(Recorded data)

------------------------

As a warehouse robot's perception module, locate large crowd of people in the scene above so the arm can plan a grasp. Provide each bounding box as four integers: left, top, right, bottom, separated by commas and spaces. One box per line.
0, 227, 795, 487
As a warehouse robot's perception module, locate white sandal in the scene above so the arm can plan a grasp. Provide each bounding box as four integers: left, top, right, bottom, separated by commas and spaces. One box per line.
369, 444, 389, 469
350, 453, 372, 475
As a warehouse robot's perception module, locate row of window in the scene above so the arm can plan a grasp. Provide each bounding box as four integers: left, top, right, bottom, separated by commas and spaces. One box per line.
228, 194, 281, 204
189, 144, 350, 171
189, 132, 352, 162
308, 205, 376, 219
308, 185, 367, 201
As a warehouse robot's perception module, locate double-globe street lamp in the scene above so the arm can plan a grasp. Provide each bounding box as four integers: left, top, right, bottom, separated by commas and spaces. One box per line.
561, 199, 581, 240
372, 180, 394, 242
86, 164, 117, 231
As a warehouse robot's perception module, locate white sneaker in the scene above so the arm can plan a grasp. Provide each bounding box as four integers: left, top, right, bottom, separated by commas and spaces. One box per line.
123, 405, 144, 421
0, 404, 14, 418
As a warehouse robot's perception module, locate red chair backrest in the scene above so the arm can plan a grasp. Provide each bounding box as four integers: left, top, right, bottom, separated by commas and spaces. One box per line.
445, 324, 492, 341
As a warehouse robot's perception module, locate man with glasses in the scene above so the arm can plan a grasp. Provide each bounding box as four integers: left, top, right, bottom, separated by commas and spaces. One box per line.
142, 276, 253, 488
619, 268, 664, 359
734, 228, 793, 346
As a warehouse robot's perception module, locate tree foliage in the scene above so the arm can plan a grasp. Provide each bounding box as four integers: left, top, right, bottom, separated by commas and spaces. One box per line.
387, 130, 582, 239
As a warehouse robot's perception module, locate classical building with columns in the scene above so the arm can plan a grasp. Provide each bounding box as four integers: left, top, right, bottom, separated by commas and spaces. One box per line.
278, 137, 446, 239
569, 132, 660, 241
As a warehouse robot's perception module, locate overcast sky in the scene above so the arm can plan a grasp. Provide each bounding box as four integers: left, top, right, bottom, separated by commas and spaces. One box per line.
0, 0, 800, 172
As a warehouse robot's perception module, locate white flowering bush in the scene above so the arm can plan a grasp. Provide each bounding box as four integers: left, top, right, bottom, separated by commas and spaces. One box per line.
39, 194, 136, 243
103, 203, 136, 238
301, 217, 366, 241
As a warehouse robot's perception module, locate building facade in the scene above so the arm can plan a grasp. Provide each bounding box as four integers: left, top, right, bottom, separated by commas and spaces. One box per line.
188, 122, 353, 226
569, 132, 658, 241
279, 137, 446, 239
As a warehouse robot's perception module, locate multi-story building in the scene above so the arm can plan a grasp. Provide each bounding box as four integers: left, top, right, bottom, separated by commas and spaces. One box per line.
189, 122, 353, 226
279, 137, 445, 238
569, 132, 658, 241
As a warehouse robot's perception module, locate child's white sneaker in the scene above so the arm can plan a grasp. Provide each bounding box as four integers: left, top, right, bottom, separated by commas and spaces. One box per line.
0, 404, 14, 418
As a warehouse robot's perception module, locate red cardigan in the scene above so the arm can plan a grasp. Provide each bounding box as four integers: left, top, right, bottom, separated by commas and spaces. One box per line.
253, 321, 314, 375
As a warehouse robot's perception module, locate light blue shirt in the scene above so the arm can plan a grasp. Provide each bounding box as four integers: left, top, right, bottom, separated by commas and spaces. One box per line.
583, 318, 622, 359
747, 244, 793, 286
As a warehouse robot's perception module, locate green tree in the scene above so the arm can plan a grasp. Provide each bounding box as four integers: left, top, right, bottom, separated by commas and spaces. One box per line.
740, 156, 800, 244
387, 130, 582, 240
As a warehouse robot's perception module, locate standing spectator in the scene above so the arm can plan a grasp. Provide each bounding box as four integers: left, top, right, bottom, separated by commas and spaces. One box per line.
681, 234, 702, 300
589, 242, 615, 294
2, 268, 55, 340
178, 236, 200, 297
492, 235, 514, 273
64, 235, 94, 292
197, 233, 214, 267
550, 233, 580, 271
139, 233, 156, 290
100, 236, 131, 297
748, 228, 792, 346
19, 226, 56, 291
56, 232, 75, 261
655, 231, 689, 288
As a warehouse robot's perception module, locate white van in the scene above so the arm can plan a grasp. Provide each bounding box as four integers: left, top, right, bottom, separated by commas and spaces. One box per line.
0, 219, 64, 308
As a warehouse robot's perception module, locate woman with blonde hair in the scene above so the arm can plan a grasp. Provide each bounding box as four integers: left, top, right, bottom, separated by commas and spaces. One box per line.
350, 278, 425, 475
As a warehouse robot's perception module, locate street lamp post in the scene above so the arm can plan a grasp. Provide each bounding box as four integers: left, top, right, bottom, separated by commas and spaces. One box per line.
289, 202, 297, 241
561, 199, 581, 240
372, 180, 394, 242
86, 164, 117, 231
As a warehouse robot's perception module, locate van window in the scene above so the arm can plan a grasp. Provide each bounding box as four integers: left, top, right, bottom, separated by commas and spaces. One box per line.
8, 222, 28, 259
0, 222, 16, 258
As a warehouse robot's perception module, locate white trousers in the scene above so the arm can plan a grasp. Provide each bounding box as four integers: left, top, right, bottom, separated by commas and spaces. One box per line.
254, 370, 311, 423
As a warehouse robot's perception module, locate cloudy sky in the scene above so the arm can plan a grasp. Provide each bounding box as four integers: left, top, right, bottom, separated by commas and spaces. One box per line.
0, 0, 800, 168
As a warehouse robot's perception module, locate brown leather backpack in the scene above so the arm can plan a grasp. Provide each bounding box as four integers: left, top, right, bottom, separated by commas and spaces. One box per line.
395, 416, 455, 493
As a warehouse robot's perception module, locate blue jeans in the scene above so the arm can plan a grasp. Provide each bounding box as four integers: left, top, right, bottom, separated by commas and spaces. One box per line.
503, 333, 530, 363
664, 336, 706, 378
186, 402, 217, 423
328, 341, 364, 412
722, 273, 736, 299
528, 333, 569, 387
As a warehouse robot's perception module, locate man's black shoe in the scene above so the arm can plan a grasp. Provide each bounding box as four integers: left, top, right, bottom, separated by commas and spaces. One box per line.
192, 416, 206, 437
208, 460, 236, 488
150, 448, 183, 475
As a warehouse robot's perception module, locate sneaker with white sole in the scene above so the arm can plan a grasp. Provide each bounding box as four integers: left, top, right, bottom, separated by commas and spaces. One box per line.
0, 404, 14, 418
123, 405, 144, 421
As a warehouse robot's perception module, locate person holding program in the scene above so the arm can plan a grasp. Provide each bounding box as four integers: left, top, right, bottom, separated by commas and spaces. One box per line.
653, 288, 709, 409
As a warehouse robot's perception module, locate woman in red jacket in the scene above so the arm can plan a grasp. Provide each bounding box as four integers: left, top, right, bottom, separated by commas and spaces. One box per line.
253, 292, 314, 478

------------------------

■ What is being asked ■
Convert every item above into a two-column CSV with the header row item,answer and one row per item, holding its text and its answer. Enclose each field in double quotes and replace any line breaks within a field with spaces.

■ Exercise answer ■
item,answer
"As a warehouse robot's perception module, locate large crowd of people in the scene above so the arm can plan a grasp. Provide each bounding box as four integers: left, top, right, bottom, separated by commas and spaces. One box per line.","0, 227, 795, 487"
"As a warehouse robot's perception module, locate white sandal in the scene above so the arm can plan a grasp. Provide each bounding box as four integers: left, top, right, bottom, separated by commas and spaces. One box per line.","369, 444, 389, 469 350, 453, 372, 475"
"As a warehouse robot's perception module, locate row of window in the scene above so the arm can plan a grasp. Provide each bounding box as four integers: left, top, right, bottom, separated by commas and spaces. One box per line.","228, 194, 281, 204 189, 144, 350, 171 189, 132, 352, 162 308, 205, 376, 219 308, 185, 367, 201"
"As a warehouse robot's perception module, locate double-globe street lamp in the scene above so the arm can plan a grasp. Provide each bounding box as four integers: left, top, right, bottom, separated by commas and spaces. One box per line.","561, 199, 581, 240 372, 180, 394, 242 86, 164, 117, 231"
"As a warehouse robot's perception module, locate white sneaker in the scene above so the arm can plan a grasp. Provide each bounding box as four integers: left, top, right, bottom, separated by commas and spaces. One box per line.","123, 405, 144, 421 0, 404, 14, 418"
"As a warehouse robot's perception module, locate red chair backrest in the scene above so the arm can plan a grasp. Provide each bounding box as four integers: left, top, right, bottom, separated by commas and spaces. One box per line.","445, 324, 492, 341"
"As a warehouse robot's perception module, locate man with glasses in the scene above so the arm can plan a grasp. Provide each bounding box as four integers: left, top, right, bottom, separated by commas and spaces. One box per line.","142, 276, 253, 488 619, 268, 664, 359 734, 228, 793, 346"
"As a warehouse robot's perception module, locate tree foliage in the scene above so the arm can plan a grasp. Provide each bounding box as four integers: left, top, right, bottom, separated by commas and spaces. One box per line.","387, 130, 582, 239"
"As a warehouse robot's perception module, locate classical building with columns in the scene above so the arm can plan a grasp. Provide each bounding box as four integers: left, top, right, bottom, separated by commas and spaces. One box per line.","278, 137, 446, 239 569, 132, 660, 241"
"As a warehouse robot's perception module, locate overcast sky in the scene above so the arm can plan a grasp. Provide each bounding box as four integers: left, top, right, bottom, separated by commas and spaces. One box per line.","0, 0, 800, 172"
"As a warehouse robot's perception module, locate white flowering bush in the scene above so the arm can plan a grasp. Provide each bounding box as four integers: left, top, right, bottom, separated by commas and spaces. One box per line.","39, 194, 136, 243 103, 203, 136, 238 301, 217, 366, 241"
"As a warehouse robot's perception module, locate building facade in the scene above so the arm can plan a grasp. Provide each bounding box as four integers: left, top, right, bottom, separated by commas and spaces. One box per line.","188, 122, 353, 226 569, 132, 658, 241 279, 137, 446, 239"
"As a warehouse robot's perception module, locate multi-story building in the scene above so the arm can plan a grasp. Provide each bounding box as four integers: left, top, right, bottom, separated by commas and spaces. One box per line.","189, 122, 353, 226 279, 137, 445, 238 569, 132, 658, 241"
"As a warehouse robot's perception module, locate child's white sneaker in the scene above so the arm can plan a grasp. Provide each bounding box as four integers: left, top, right, bottom, separated by commas and spaces. One box per line.","0, 404, 14, 418"
"As a warehouse robot's perception module, locate red cardigan in the scene above so the arm can plan a grasp. Provide each bounding box as four integers: left, top, right, bottom, separated by commas and spaces. One box per line.","253, 321, 314, 375"
"As a warehouse robot's perception module, locate light blue shirt in the scene above so the arm can plan a grasp. Provide each bounding box as four integers: left, top, right, bottom, separated by commas and spaces. One box per line.","583, 318, 622, 359 747, 244, 793, 286"
"As a warehouse robot's perception module, locate green tree in the scene above so the arm can plan a grasp. Provide each bounding box as four integers: left, top, right, bottom, separated by commas and spaces. One box per line.","740, 156, 800, 244 387, 130, 582, 240"
"As a warehouse robot's perception module, locate standing spectator in the scene above so the arm can plan a grasp. Provide each bounding box as four integers: left, top, right, bottom, separated by commas and spaces. One box per line.","681, 234, 702, 300 589, 242, 615, 294 2, 268, 55, 340 178, 236, 200, 297 492, 235, 514, 273 64, 235, 94, 292 197, 233, 214, 267 550, 233, 580, 271 139, 233, 156, 290 100, 236, 131, 297 748, 228, 792, 346 19, 226, 56, 291 56, 232, 75, 261 655, 231, 689, 288"
"As a warehouse robot's perception module, locate white van in the scene above so the arm can plan a grasp. Provide each bounding box as four integers: left, top, right, bottom, separated by commas and spaces. One box per line.","0, 219, 64, 308"
"As a warehouse robot's perception module, locate woman with blonde hair in the scene above so the arm can plan a grasp. Provide each bounding box as four integers: left, top, right, bottom, separated by commas and spaces. One box per line.","350, 278, 425, 475"
"As a warehouse robot's perception module, locate street lamp post in the scene above so the arm can plan a grasp. Provide each bounding box as four integers: left, top, right, bottom, separated by commas and spaces. One box per line.","289, 202, 297, 241 561, 199, 581, 240 372, 180, 394, 242 86, 164, 117, 231"
"As a warehouse robot's perception module, locate van window in the scene above so the arm can plan a grasp. Provide each bounding box as four integers: left, top, right, bottom, separated by commas and spaces. One box per line.","8, 222, 28, 259 0, 222, 16, 258"
"As a warehouse robot's perception module, locate white trousers in the scene above so the arm can plan a grasp. Provide each bounding box as four integers: left, top, right, bottom, separated by commas and spaces. One box per line.","254, 370, 311, 423"
"As a warehouse robot's perception module, locate cloudy sky in the scene above so the arm can plan a grasp. Provide each bounding box as four integers: left, top, right, bottom, separated by commas and spaces. One box per line.","0, 0, 800, 168"
"As a warehouse robot's perception module, locate brown leather backpack in the scene above so the arm can plan a grasp. Provide each bounding box as four integers: left, top, right, bottom, separated by commas and spaces. One box per line.","395, 416, 455, 493"
"As a warehouse robot's perception module, locate blue jeans in the scene above so the arm can plan a grasp. Provide each bounding box as four integers: left, top, right, bottom, separated by commas and spaces. One box per line.","503, 333, 530, 363 664, 336, 706, 378 186, 402, 217, 423 328, 341, 364, 412 722, 273, 736, 299 528, 333, 569, 387"
"As a warehouse robot's perception module, locate man's black shoe in the scene above so the arm can plan a grasp. Provide each bounding box as four integers: left, top, right, bottom, separated by commas and spaces. One box per line.","192, 416, 206, 437 208, 460, 236, 488 150, 448, 183, 475"
"As a warehouse robot's perception module, locate sneaker with white sole in the scene above so the arm can plan a grasp. Provide each bounding box as four integers: left, top, right, bottom, separated by commas and spaces. One box per line.","0, 404, 14, 418 123, 405, 144, 421"
"As a warehouse robot's perception module, locate person holding program in the scene above so the arm can plan a grasp. Provide each bounding box as four integers: left, top, right, bottom, separated by commas and spaces. One box per line.","653, 288, 709, 409"
"As a warehouse robot's perception module, locate woman in red jacket in the scene above so the arm can plan a grasp. Provide each bounding box as four integers: left, top, right, bottom, separated by commas and spaces. One box per line.","253, 292, 314, 478"